Document extract
start
## Data Processing

Generally, there are several steps as following:

1. Transform raw data to standard format(CSV), some supported format lists as following(When dealing with the raw data, several exceptions should be considered):
    1. There exists blank lines, inconsistent columns(!=3)
    2. Head, relation, tail is nan or string that only contains space
    3. Some string will be parsed as nan, exp.NAN, N/A, NA and so on
2. Use data of standard format to generate entity and relation dict
3. Split train, evaluation and test data if necessary.

In [1]:
%load_ext autoreload
%autoreload 2

In [2]:
# import sys

# sys.path.append("../../")
end
Listing
start
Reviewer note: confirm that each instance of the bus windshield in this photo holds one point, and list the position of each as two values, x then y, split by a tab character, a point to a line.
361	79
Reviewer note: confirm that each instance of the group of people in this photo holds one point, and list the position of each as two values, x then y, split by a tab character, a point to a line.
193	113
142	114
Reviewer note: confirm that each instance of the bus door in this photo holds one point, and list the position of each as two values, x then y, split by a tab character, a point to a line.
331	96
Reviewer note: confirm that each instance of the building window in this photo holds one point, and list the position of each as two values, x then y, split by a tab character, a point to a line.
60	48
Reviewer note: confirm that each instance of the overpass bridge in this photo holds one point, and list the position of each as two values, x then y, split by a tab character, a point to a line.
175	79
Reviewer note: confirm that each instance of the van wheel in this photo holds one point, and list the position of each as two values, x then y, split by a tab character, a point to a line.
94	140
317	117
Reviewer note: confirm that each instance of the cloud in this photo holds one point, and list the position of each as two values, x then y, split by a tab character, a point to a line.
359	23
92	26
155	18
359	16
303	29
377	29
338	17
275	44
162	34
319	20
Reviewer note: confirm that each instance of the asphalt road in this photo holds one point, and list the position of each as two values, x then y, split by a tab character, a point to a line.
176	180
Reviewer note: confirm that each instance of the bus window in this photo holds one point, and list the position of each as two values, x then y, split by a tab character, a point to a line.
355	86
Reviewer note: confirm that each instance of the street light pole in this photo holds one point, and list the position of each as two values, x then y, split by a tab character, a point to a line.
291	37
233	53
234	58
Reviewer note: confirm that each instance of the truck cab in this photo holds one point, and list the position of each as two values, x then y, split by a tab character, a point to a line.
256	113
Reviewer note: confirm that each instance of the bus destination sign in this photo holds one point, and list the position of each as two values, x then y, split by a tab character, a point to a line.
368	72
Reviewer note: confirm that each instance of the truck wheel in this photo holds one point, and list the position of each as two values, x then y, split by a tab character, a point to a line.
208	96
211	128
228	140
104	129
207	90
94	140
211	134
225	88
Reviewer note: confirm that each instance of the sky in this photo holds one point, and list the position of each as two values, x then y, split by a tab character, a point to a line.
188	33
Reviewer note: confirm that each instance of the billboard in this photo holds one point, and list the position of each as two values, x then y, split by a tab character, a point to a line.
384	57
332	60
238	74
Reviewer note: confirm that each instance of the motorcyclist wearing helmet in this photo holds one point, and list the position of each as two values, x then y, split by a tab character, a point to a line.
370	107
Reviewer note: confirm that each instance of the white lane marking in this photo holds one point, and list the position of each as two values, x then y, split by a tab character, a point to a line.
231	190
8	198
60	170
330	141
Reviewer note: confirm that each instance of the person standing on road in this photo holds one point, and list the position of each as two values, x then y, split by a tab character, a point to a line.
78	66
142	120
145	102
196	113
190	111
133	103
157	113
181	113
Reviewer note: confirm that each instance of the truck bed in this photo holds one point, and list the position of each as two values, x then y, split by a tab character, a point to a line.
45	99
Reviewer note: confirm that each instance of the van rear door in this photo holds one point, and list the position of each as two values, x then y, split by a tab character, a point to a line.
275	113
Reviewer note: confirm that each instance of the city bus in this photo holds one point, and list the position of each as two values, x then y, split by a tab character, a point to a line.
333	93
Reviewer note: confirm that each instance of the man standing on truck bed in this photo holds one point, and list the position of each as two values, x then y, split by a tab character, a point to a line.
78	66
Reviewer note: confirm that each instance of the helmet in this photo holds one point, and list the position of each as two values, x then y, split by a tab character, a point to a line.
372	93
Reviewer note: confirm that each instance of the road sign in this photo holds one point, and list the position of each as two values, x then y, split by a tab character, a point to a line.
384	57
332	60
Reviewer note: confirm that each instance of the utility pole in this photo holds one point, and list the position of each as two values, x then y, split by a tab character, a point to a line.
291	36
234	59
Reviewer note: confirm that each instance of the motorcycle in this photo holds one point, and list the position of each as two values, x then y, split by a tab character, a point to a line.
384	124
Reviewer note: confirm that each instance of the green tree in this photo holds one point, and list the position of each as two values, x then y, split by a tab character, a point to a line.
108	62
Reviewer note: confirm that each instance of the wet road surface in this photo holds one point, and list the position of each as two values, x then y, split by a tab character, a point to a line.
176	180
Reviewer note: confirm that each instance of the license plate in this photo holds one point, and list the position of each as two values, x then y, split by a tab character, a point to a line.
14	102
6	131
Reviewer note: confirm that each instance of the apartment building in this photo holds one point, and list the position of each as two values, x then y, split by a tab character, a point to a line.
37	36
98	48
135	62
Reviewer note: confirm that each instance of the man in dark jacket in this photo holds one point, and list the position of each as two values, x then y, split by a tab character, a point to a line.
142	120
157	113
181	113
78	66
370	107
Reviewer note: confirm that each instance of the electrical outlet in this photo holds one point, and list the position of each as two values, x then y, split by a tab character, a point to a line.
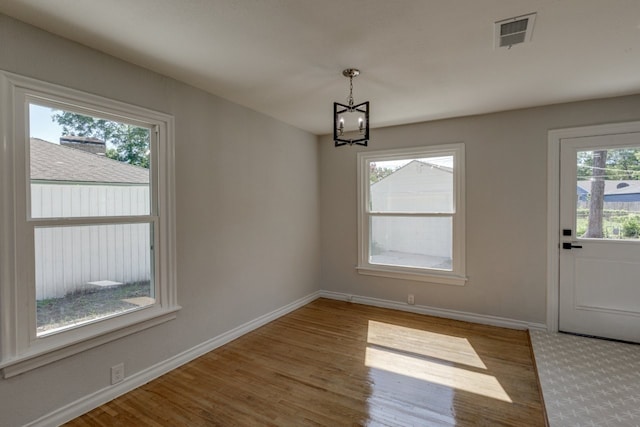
117	373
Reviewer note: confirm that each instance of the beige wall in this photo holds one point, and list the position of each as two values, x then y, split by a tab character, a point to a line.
506	200
247	216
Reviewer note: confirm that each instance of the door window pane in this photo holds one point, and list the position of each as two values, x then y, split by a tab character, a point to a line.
608	194
82	166
412	185
85	273
421	242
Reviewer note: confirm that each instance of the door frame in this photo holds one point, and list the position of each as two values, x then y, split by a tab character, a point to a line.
555	136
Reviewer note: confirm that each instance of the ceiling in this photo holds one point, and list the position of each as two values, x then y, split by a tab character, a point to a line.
419	59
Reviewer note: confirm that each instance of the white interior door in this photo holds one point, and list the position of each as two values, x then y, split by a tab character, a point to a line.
600	258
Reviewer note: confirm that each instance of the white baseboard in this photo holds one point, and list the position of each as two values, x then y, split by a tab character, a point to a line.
100	397
437	312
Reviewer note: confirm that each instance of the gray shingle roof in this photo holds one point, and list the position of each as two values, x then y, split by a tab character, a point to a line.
54	162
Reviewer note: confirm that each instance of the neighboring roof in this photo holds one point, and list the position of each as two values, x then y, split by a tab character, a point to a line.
612	187
54	162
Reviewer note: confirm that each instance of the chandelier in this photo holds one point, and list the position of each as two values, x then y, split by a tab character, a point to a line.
351	122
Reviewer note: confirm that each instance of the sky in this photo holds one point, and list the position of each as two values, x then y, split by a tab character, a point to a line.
395	164
41	125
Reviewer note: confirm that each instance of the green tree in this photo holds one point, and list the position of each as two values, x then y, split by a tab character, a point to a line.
596	207
621	164
377	173
131	143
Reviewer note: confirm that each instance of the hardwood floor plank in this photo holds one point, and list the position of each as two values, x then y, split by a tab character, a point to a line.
333	363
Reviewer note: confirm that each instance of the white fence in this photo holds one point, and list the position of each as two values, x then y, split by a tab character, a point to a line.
68	258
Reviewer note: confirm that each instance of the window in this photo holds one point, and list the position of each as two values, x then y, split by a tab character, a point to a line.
87	221
411	214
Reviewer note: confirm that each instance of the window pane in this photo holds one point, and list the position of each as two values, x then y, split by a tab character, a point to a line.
102	172
608	194
411	242
85	273
413	185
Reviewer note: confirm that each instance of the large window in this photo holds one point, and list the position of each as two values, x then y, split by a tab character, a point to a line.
411	213
87	227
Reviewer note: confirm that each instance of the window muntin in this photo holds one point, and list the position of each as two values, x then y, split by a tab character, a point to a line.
411	213
26	341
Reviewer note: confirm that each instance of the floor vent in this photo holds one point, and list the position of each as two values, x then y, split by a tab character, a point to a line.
514	30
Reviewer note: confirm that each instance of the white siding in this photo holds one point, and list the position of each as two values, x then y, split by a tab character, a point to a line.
69	257
417	187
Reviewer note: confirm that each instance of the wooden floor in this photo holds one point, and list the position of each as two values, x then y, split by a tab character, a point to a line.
334	363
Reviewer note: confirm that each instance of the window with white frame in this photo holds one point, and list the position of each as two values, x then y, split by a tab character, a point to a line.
411	214
87	227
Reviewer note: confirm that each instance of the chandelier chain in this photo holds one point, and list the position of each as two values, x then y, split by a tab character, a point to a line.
350	99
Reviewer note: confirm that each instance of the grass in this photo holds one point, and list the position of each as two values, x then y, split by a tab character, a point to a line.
87	305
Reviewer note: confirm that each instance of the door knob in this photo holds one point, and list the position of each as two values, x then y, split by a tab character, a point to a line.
569	245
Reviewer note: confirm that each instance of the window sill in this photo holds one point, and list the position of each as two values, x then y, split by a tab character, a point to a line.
43	356
412	274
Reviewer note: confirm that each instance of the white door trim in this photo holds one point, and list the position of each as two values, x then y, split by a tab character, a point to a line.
553	204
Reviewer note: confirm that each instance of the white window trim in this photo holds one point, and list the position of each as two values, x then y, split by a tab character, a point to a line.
20	349
454	277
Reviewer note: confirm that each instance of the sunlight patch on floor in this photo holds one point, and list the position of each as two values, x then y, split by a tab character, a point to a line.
444	347
434	372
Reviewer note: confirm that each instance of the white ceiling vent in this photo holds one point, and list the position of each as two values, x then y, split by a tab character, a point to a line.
514	30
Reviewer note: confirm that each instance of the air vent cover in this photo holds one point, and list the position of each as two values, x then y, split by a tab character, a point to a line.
514	30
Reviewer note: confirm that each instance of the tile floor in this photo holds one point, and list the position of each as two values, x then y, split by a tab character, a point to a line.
588	381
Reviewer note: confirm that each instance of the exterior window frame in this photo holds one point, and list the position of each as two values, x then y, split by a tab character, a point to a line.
20	347
457	274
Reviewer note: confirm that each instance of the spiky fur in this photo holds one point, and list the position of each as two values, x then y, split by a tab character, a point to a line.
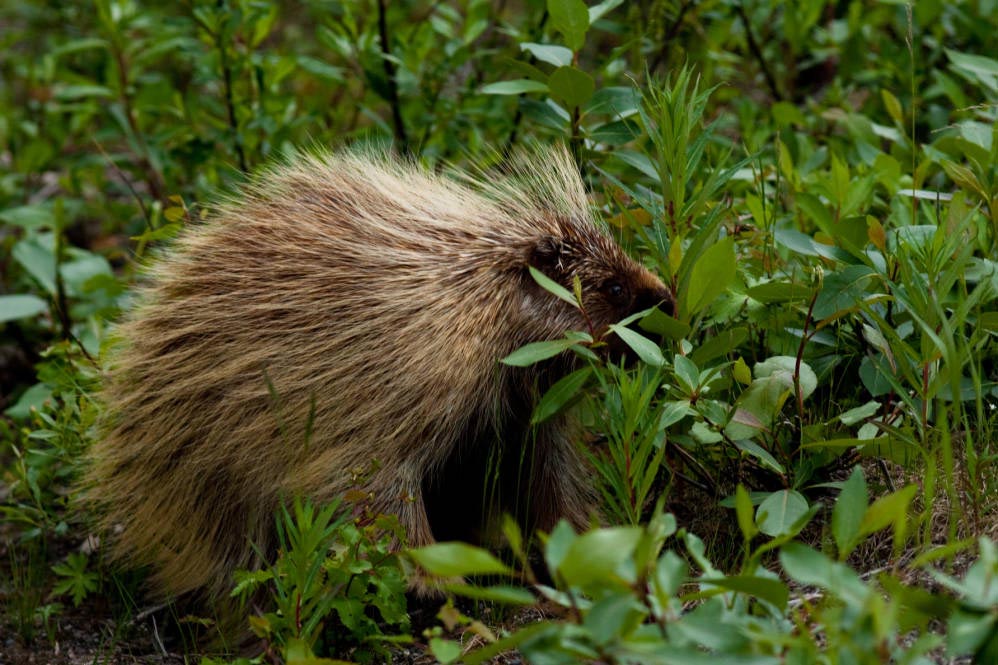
373	298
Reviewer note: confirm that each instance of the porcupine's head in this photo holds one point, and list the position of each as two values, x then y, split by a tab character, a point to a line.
544	193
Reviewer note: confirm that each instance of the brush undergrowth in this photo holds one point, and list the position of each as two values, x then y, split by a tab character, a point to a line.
817	182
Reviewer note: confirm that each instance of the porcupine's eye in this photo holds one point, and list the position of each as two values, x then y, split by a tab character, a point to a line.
615	292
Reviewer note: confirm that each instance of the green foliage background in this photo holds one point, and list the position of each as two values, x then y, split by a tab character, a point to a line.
817	181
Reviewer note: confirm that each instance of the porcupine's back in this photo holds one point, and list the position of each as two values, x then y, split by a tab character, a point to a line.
363	290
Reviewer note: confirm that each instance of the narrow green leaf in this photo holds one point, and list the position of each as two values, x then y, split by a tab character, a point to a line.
743	510
515	87
560	394
847	516
559	56
646	349
21	306
770	590
537	351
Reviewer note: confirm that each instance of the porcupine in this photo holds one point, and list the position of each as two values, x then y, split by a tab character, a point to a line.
374	299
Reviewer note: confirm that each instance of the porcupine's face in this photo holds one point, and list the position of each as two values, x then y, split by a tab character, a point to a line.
614	286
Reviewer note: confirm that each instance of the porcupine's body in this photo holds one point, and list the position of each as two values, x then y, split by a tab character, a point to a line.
374	300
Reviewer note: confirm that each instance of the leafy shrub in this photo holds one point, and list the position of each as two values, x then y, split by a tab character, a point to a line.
336	583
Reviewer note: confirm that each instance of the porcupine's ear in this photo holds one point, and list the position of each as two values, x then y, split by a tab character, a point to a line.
546	255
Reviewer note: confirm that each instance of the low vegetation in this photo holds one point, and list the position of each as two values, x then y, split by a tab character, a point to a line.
800	466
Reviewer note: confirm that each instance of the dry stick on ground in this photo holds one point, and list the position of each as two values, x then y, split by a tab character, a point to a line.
757	53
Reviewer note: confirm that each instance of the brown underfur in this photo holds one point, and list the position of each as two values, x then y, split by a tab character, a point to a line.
382	295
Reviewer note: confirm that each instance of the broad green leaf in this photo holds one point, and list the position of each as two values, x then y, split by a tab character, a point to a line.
779	291
724	342
457	560
600	556
982	68
29	217
687	373
646	349
780	512
515	87
21	307
887	510
537	351
847	515
36	256
559	56
558	543
560	394
765	458
571	19
843	291
783	369
768	589
670	574
571	87
613	617
860	413
619	101
713	272
598	11
445	651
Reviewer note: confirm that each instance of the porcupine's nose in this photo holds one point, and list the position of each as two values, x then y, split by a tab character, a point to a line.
658	296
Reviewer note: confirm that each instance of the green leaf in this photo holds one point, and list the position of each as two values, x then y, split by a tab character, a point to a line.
984	69
783	368
860	413
765	458
29	217
559	56
21	307
74	92
598	11
508	595
843	291
537	351
445	651
887	510
600	556
713	272
743	510
457	560
779	513
559	542
768	589
571	87
515	87
571	19
560	394
847	516
37	258
646	349
614	617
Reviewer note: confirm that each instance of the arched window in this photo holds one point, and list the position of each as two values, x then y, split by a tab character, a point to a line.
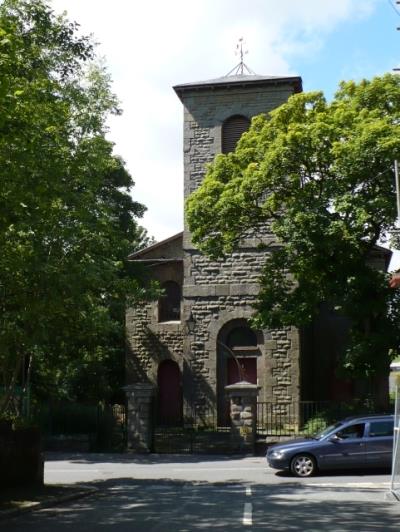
232	129
169	304
242	337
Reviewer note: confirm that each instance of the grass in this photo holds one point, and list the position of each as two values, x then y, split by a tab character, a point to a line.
20	498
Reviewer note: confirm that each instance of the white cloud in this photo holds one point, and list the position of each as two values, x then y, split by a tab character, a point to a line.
151	46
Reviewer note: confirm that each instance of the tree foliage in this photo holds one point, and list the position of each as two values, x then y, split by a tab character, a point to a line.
67	220
320	175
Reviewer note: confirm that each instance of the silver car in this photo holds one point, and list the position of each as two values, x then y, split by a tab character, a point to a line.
357	442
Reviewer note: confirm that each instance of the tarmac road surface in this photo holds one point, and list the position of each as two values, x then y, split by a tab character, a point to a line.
192	493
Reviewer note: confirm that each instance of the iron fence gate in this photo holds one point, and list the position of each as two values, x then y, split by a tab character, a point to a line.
304	418
198	433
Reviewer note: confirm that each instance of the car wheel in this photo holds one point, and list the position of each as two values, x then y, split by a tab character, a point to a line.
303	465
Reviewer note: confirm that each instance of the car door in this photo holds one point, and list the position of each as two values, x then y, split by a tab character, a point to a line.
379	443
345	448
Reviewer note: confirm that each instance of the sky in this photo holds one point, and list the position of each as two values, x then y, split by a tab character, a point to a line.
150	46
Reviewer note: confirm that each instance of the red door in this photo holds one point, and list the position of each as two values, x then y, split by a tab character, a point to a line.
249	370
169	393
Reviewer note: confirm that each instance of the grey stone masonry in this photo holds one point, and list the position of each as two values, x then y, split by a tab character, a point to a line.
217	292
243	414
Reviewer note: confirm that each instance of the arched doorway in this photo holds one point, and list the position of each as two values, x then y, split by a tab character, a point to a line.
169	394
237	355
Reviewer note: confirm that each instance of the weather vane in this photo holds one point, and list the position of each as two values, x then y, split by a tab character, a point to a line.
239	69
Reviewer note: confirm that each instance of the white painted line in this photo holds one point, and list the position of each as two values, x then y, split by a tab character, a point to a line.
218	469
248	514
348	485
46	470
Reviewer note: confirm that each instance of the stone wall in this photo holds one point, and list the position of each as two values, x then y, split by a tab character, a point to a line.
150	342
218	292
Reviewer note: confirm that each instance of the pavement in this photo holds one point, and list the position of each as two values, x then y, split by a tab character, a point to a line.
47	501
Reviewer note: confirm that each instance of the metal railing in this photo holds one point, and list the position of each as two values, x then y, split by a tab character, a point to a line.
278	419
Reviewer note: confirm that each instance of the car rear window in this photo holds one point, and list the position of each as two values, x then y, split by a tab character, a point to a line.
380	428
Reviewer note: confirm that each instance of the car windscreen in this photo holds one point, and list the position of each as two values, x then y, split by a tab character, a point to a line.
327	431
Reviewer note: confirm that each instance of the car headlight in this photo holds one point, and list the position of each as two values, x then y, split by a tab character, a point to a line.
277	454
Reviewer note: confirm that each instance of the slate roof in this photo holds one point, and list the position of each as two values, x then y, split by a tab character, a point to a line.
239	80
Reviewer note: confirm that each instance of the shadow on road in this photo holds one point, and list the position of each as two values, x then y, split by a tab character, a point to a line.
176	506
133	458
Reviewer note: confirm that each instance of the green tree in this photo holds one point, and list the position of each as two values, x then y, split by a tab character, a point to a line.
320	175
67	220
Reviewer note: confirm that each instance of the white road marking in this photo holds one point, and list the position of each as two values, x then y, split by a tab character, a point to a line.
72	470
378	485
218	469
248	514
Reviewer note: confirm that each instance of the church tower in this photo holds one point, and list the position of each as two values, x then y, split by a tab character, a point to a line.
218	295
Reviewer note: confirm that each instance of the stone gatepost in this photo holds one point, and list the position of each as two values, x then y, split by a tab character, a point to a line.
139	416
243	412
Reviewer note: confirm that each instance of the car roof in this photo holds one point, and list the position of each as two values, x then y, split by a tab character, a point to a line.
367	417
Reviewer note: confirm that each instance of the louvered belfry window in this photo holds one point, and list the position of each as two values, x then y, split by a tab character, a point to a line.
232	130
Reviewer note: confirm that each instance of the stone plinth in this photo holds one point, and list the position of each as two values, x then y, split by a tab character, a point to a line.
139	418
243	412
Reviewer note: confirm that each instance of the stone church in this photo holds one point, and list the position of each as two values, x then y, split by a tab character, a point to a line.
196	339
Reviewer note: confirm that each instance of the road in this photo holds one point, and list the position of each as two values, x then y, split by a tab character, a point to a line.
198	493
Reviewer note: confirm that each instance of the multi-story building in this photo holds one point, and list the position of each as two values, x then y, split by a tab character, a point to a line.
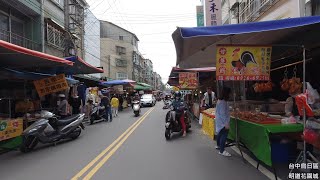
20	23
118	47
74	22
148	71
92	40
243	11
54	27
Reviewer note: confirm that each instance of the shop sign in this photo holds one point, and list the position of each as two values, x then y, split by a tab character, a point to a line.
51	85
10	128
175	88
243	63
188	80
213	12
200	16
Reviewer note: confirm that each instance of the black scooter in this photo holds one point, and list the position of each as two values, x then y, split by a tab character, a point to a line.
51	129
175	126
97	114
end
Task set
[1] Answer these about the data processing notes:
(a) What standard format should raw data be transformed into?
(b) What is generated from the data in the standard format?
(c) Which kinds of data split are named?
[2] In the data processing notes, substitute "source data" for "raw data" and write out everything from "## Data Processing" down to "lines, inconsistent columns(!=3)".

Per-task outputs
[1]
(a) CSV.
(b) An entity and relation dict.
(c) Train, evaluation and test data.

[2]
## Data Processing

Generally, there are several steps as following:

1. Transform source data to standard format(CSV), some supported format lists as following(When dealing with the source data, several exceptions should be considered):
    1. There exists blank lines, inconsistent columns(!=3)